- _PROMPT_
In the article on broken and sharp teeth, who is named as the medical reviewer?

Broken & Sharp Tooth: How to Fix Fast, Repair Options & Cost

Broken & Sharp Tooth: How to Fix Fast, Repair Options & Cost

 Whitney DiFoggio BS, RDH
Written by Whitney DiFoggio BS, RDH
Medical Reviewed on Dec 1, 2022
byDr. Matthew Hannan DDS
🔬 Evidence Based
Broken & Sharp Tooth: How to Fix Fast, Repair Options & Cost

Your mouth is super sensitive. Even the tiniest of changes somewhere on one tooth can throw everything off. If you have a chipped, sharp tooth edge, chances are you’ll notice it right away. With sharp teeth rubbing on the tongue, lips, or cheek surfaces, it won’t take too long to develop mouth sores or cut your lip even more. A lot of people want to know how to file a jagged tooth to avoid teeth cutting tongue, lips, or cheeks, but that’s actually a dangerous thing to do!

Broken Teeth Cutting Your Tongue Or Cheek?

If you’ve ever accidentally bitten your cheeks, lip, or tongue, it’s easy to think about your teeth being sharp. But if you’ve chipped a tooth, you know just how sharp they can really be. Those tiny, irritating edges can easily cut into your soft tissue. Especially when you’re casually chewing a meal or even talking.

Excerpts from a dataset
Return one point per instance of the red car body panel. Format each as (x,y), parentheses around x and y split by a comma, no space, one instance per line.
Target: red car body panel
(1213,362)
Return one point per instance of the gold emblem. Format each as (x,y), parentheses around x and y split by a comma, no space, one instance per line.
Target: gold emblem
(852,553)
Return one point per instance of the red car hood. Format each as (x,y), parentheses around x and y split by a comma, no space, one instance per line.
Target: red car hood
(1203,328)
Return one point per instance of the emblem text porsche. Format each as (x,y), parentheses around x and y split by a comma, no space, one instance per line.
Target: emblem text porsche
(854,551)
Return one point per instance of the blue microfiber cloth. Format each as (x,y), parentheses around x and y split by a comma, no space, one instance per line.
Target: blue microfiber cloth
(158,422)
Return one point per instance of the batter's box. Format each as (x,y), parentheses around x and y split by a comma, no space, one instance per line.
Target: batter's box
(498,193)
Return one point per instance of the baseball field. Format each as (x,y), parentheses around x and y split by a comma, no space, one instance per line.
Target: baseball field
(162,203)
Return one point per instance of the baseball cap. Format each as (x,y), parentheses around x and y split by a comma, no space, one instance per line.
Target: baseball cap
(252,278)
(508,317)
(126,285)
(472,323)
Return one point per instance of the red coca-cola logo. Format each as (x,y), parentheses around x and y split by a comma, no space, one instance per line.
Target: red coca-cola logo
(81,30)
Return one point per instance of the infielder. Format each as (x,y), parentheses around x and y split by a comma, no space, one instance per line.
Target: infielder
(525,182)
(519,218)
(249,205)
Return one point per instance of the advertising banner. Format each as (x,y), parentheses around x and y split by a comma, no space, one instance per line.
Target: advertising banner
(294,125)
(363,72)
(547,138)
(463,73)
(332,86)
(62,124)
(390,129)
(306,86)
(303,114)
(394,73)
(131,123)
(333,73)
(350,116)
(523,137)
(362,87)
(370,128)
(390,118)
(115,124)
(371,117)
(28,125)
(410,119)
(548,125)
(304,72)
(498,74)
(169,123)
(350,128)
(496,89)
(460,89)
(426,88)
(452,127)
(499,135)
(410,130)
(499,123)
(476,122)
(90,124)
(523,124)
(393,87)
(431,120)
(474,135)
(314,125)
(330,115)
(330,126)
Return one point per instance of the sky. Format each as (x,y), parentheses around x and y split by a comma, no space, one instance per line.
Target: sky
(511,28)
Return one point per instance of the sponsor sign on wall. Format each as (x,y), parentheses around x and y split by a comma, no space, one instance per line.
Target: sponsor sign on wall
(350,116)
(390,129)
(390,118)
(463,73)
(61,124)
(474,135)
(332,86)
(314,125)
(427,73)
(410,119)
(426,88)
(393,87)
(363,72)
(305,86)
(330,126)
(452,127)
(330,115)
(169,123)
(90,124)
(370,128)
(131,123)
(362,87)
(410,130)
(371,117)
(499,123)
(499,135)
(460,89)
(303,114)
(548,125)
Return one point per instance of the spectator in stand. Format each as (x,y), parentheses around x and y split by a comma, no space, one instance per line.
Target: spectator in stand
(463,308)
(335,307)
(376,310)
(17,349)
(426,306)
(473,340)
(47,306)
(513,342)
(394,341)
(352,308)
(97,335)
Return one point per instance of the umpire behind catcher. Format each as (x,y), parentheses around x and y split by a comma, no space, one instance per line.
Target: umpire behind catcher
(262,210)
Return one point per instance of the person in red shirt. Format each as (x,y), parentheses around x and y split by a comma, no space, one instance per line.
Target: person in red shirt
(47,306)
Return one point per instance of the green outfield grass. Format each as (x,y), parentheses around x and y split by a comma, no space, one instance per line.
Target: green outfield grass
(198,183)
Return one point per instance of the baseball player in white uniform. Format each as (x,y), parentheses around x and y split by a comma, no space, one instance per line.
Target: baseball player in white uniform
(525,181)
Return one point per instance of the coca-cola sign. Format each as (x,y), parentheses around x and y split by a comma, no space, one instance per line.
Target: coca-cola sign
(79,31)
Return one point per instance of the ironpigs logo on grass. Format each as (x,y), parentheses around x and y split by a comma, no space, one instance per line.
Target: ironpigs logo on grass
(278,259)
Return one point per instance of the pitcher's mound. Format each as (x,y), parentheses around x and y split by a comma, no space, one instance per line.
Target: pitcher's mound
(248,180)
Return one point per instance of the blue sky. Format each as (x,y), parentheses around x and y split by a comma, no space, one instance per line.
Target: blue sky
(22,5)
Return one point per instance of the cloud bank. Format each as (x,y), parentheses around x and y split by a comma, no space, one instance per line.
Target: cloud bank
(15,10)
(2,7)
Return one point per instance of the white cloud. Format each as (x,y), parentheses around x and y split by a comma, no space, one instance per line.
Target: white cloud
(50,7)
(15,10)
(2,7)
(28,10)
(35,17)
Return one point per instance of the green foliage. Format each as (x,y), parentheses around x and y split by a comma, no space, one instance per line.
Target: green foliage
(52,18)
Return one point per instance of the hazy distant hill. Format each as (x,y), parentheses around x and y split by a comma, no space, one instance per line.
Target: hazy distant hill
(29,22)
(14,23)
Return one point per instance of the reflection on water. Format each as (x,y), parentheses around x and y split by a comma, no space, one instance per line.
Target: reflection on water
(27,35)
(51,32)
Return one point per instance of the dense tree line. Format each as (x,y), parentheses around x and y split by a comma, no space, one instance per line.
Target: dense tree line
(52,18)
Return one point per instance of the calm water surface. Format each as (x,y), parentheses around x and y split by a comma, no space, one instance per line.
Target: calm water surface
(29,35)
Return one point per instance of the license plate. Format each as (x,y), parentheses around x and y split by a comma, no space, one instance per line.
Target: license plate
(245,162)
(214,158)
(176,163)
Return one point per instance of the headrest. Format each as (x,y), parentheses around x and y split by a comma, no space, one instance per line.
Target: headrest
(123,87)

- _ANSWER TO THIS EXERCISE_
Dr. Matthew Hannan DDS